#### Requirements
Please transcribe the data below exactly. Leave the pictures out.
── Supplied records ──
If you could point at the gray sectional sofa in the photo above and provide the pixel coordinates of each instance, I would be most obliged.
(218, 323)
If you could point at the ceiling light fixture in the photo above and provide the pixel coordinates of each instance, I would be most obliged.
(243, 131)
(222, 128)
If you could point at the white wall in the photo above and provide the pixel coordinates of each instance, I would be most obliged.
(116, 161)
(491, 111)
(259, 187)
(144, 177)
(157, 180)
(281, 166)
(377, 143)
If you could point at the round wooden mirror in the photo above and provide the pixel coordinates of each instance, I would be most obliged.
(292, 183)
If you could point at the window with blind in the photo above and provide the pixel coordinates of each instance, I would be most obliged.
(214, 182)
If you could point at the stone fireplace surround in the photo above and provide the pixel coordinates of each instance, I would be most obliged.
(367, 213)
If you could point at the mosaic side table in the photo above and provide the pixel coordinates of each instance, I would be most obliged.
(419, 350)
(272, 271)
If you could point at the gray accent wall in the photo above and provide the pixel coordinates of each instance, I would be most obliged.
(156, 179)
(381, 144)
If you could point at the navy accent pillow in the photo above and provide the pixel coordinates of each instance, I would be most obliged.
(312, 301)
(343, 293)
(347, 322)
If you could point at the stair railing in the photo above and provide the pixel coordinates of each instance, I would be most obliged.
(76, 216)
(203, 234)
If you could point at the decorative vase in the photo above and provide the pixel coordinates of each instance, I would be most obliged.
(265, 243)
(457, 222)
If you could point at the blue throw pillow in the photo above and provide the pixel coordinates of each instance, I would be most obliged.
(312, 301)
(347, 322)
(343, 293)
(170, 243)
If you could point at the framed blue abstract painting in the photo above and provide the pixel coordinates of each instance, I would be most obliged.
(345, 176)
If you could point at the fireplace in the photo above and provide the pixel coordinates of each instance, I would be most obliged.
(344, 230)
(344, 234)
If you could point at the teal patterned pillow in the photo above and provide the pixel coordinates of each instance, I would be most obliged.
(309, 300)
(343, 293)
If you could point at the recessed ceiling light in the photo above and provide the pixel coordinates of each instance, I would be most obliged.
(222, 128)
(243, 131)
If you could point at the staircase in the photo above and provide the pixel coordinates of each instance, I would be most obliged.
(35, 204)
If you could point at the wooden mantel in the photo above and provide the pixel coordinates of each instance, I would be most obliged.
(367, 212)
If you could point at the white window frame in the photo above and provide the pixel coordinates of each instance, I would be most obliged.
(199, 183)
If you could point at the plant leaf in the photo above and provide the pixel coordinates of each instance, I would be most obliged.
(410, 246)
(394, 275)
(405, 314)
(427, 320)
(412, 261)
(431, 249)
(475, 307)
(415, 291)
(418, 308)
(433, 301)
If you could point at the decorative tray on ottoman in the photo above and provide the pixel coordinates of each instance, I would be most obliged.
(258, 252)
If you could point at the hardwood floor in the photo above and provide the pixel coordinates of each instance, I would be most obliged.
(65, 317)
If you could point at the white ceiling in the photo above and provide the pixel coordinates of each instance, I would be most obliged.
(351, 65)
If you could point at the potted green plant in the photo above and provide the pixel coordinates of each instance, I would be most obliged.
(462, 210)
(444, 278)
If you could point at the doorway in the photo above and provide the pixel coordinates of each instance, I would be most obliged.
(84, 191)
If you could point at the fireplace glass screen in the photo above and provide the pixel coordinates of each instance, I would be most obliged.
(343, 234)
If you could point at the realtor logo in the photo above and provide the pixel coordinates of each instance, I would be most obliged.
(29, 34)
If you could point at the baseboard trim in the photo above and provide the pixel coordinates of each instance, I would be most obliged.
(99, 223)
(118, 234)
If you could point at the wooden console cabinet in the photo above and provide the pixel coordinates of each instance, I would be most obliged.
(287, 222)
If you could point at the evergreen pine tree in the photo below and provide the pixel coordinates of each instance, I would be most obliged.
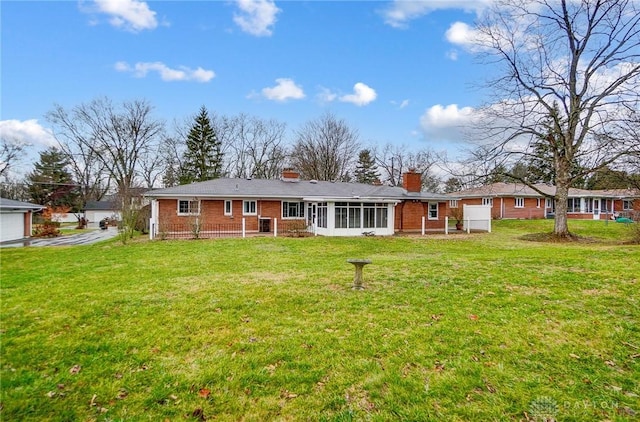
(366, 168)
(50, 183)
(203, 157)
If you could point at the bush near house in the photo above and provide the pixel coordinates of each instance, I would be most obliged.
(465, 327)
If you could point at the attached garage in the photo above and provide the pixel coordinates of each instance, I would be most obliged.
(16, 219)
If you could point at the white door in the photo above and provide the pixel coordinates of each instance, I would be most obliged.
(11, 226)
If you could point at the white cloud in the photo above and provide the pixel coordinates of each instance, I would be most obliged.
(326, 95)
(461, 34)
(402, 11)
(132, 15)
(183, 73)
(286, 89)
(447, 122)
(402, 104)
(27, 132)
(256, 17)
(362, 95)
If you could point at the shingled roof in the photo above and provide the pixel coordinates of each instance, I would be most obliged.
(282, 189)
(10, 204)
(515, 189)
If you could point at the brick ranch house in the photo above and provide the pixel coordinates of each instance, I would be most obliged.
(512, 200)
(245, 206)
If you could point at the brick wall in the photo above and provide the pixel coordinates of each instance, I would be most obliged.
(412, 181)
(529, 211)
(212, 212)
(408, 216)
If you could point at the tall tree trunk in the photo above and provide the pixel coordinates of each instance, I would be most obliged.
(563, 182)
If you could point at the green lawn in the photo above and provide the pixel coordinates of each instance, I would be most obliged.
(469, 327)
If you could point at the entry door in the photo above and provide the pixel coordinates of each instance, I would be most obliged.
(311, 213)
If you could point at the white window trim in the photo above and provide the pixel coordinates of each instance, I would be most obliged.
(429, 211)
(189, 201)
(230, 202)
(244, 207)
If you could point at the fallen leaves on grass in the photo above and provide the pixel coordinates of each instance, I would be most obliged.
(198, 413)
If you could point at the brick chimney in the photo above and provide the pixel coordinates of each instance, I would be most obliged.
(412, 181)
(290, 175)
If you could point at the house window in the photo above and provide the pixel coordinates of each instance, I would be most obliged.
(355, 211)
(433, 210)
(249, 208)
(188, 207)
(292, 209)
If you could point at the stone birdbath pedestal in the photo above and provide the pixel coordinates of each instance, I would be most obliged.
(357, 279)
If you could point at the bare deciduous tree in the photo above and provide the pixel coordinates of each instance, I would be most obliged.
(395, 160)
(10, 153)
(575, 63)
(255, 146)
(325, 149)
(119, 136)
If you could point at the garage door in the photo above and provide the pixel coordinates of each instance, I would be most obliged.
(11, 226)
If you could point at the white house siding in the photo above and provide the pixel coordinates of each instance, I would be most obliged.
(11, 226)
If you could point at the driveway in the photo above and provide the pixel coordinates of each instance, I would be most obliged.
(88, 237)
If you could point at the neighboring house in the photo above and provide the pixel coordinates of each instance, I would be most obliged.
(269, 206)
(94, 211)
(110, 206)
(513, 200)
(16, 219)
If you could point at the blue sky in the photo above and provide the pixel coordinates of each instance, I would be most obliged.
(398, 72)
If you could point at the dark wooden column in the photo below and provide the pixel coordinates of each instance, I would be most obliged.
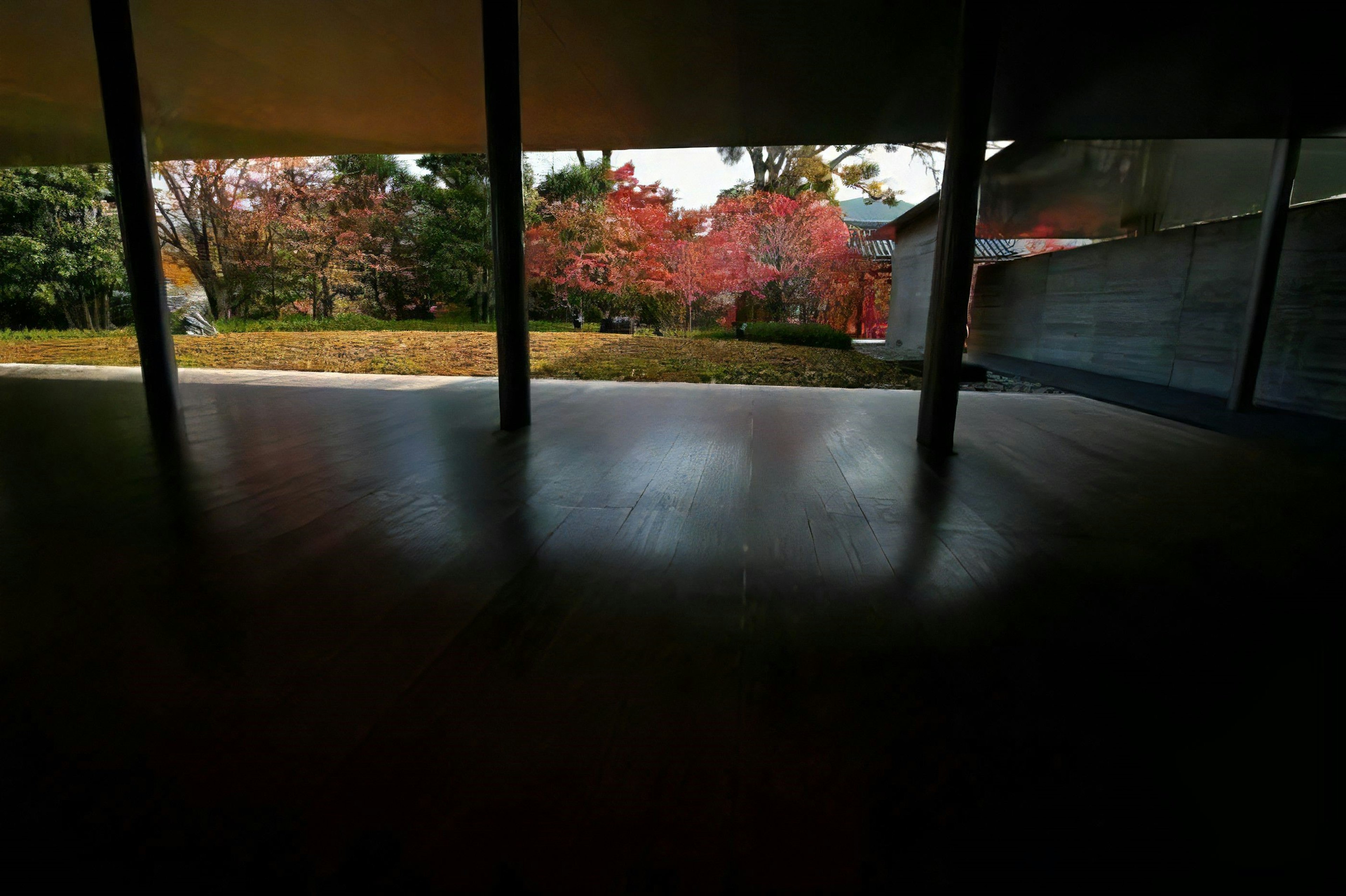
(120, 85)
(1266, 267)
(504, 155)
(947, 327)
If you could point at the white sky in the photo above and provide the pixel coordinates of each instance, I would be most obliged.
(698, 175)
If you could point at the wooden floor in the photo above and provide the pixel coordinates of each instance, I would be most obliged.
(673, 638)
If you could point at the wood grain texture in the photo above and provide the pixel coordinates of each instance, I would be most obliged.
(673, 638)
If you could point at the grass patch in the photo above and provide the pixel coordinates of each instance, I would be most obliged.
(364, 324)
(562, 356)
(34, 335)
(815, 335)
───
#### Expected answer
If you could point at the gray sectional sofa in the photo above and provide the pixel coordinates of each instance, I would be most obliged.
(218, 323)
If you could point at the ceiling light fixture in the photo above and provide the pixel coordinates of each instance, I would be most obliged.
(243, 131)
(222, 128)
If you could point at the white wall in the photo above and provide the pixel coordinates of each instance, I would be most obliged.
(116, 161)
(491, 111)
(259, 187)
(144, 177)
(157, 180)
(281, 166)
(377, 143)
If you could point at the round wooden mirror in the photo above and provide the pixel coordinates of each instance, I would be most obliged.
(292, 183)
If you could point at the window with blind in the photo above and provide the pixel coordinates of each instance, I would be most obliged.
(214, 182)
If you could point at the stone fireplace surround in the photo above and provide the pixel coordinates of each instance, I would be most obliged.
(367, 213)
If you could point at the mosaic side table in the photo above and provide the pixel coordinates of each instance, I would be most obliged.
(419, 350)
(272, 271)
If you could point at the gray accent wall in the photo above and provide the pixel coordinates of each instance, I would be most obliged.
(156, 179)
(381, 144)
If you could point at the navy accent pillow in the photo above and provide the pixel coordinates of each instance, I would be most obliged.
(312, 301)
(343, 293)
(347, 322)
If you could point at the stair railing in the photo above and provide the pixel coordinates of each instance, I would be most obliged.
(76, 216)
(203, 234)
If you could point at the decorative vase in the photo above and provide the pixel coordinates of each instance, I would be most obliged.
(265, 243)
(457, 222)
If you could point at the blue throw pillow in the photo above and provide the pixel coordinates of each instance, I would be most obliged.
(312, 301)
(347, 322)
(343, 293)
(170, 243)
If you could point at the framed blue abstract painting in the photo above and provide the pixel coordinates of each instance, I would be most obliged.
(345, 176)
If you could point at the fireplace in the photo above and provide the pixel coordinates of each instance, I would be most obliged.
(344, 230)
(344, 234)
If you could point at the teal patterned pillow in the photo above and provide the pixel coordinates of each instance, I would be most obliged.
(309, 300)
(343, 293)
If you could point at the recessed ceiling light in the photo above and provide the pixel coordinates of each instance, I would be most obliged.
(222, 128)
(243, 131)
If you could point at the staircase in the photo above and provide the pixel coordinates of each instance, I would be most obliged.
(35, 204)
If you could point at the wooden mantel in the photo above and provide the pixel coordinates of each instance, I would be most obliged.
(367, 212)
If you could point at the white window frame in the photo above and provide the pixel coordinates of each instance, I would be most obliged.
(199, 183)
If you could point at the plant leaf in the photo above and provide the pixel coordinates of each instance, I would be most obliged.
(410, 246)
(394, 275)
(405, 314)
(427, 320)
(412, 261)
(431, 249)
(475, 307)
(415, 291)
(418, 308)
(433, 301)
If you could point at the decorative tray on ottoman in the photo above and provide the pixel coordinates of each instance, I would be most obliged.
(258, 252)
If you could point at the hardwood floor in the photo above and provide the pixel coordinates of each instance, I would be most obliged.
(65, 317)
If you could point at the white ceiling in the photo above and provide the pixel coordinates of each instance, I would be most obliged.
(351, 65)
If you could point at the potted green plant in the photo above and provide the pixel coordinates of each instance, I would be most obliged.
(462, 210)
(444, 278)
If you could point at the doorway in the photo above and provide the pixel coordinates of each instance, I would be most obliged.
(84, 191)
If you could point at the fireplace glass screen in the photo above and provide the pixel coordinates of each instance, I would be most obliged.
(343, 234)
If you could point at the realtor logo in the photo above and provide the pixel coordinates of each instance, I would be most obliged.
(29, 34)
If you could point at the baseboard trim in the photo above and provide the pixel coordinates of each instance, I would be most obliged.
(99, 223)
(118, 234)
If you could point at the wooden console cabinet in the photo above and provide the pixel coordinates of each instance, I would be most obliged.
(287, 222)
If you could point at the evergreen pine tree in the photo below and provide the pixel coordinates of each instance, I would be most obliged.
(366, 168)
(50, 183)
(203, 157)
If you could point at the bush near house in the photo above and provide the pixel coordinates of each instance, I would be most obliged.
(465, 327)
If you could point at the attached garage in the photo above and provide the pixel coordinates of each instance, I would be most obliged.
(16, 219)
If you could point at the white door in the photo above and provide the pixel coordinates of each instance, I would be most obliged.
(11, 226)
If you could point at the white cloud in the photo above and provide the pixel coordinates of each instance, I would be most obliged.
(326, 95)
(461, 34)
(402, 11)
(132, 15)
(183, 73)
(286, 89)
(447, 122)
(402, 104)
(27, 132)
(256, 17)
(362, 95)
If you could point at the shingled roof in the photo above and provide the pixel coordinates of each instance, I would be most obliged.
(282, 189)
(10, 204)
(515, 189)
If you could point at the brick ranch house in the photo above and provide the pixel coordinates of each instance, I would be most obliged.
(512, 200)
(245, 206)
If you could point at the brick wall in the photo above and provide the pixel coordinates of each instance, I would be most obliged.
(412, 181)
(529, 211)
(212, 212)
(408, 216)
If you could point at the tall tree trunk in the photo above and provide the pixel coordinates of each instance, I would be most obliged.
(563, 182)
If you could point at the green lawn in the photo above and provide the pixel coordinates of each instance, I would be most obliged.
(469, 327)
If you could point at the entry door in the photo above and provide the pixel coordinates of each instance, I would be most obliged.
(311, 213)
If you could point at the white window trim in the photo above and provide the pixel coordinates of each instance, I would be most obliged.
(429, 211)
(189, 201)
(230, 202)
(244, 207)
If you could point at the fallen leaves on grass in the photo above and provide the pixel coordinates of each instance, I would be most obliged.
(198, 413)
If you could point at the brick chimney in the photo above and provide the pixel coordinates of each instance, I would be most obliged.
(412, 181)
(290, 175)
If you could point at the house window in the photo above and provide the pixel coordinates of each instance, I would be most obliged.
(355, 211)
(433, 210)
(249, 208)
(188, 207)
(292, 209)
If you could point at the stone birdbath pedestal in the photo above and provide the pixel coordinates of each instance, I would be most obliged.
(357, 279)
If you could point at the bare deciduous tree in the photo above and provide the pixel coordinates of each instance, I would be most obliged.
(395, 160)
(10, 153)
(575, 63)
(255, 146)
(325, 149)
(119, 136)
If you could point at the garage door in the photo above and provide the pixel coordinates of each instance, I would be most obliged.
(11, 226)
If you could point at the white house siding in the photo above and provide the pixel coordinates of each instance, I would be most obliged.
(11, 226)
If you could point at the driveway in the photo above and provide the pixel coordinates of each instance, I would be most obliged.
(88, 237)
If you could point at the neighboring house in the photo above and provide the pixel coordinates of each instance, I would be most obliged.
(269, 206)
(94, 211)
(110, 206)
(513, 200)
(16, 219)
If you could point at the blue sky in the photo above and provide the pixel coordinates of each instance, I would be most obliged.
(398, 72)
If you could point at the dark wooden column in the photo below and provide the pixel coordinates of each instance, I would be most obliged.
(120, 85)
(1266, 267)
(504, 155)
(947, 327)
If you could point at the white sky in the photo above and provide the pixel coordinates of each instance, I would be most obliged.
(698, 175)
If you could point at the wooden floor in the photo above and provide the pixel coordinates of each instance, I would be most obliged.
(673, 638)
If you could point at the wood grain texture in the photo above and provide the pixel coordinates of each instance, I would be most obliged.
(673, 638)
If you could point at the grass patch in the photo above and provide the pixel coordinates of each instance, I would be most obliged.
(364, 324)
(562, 356)
(34, 335)
(815, 335)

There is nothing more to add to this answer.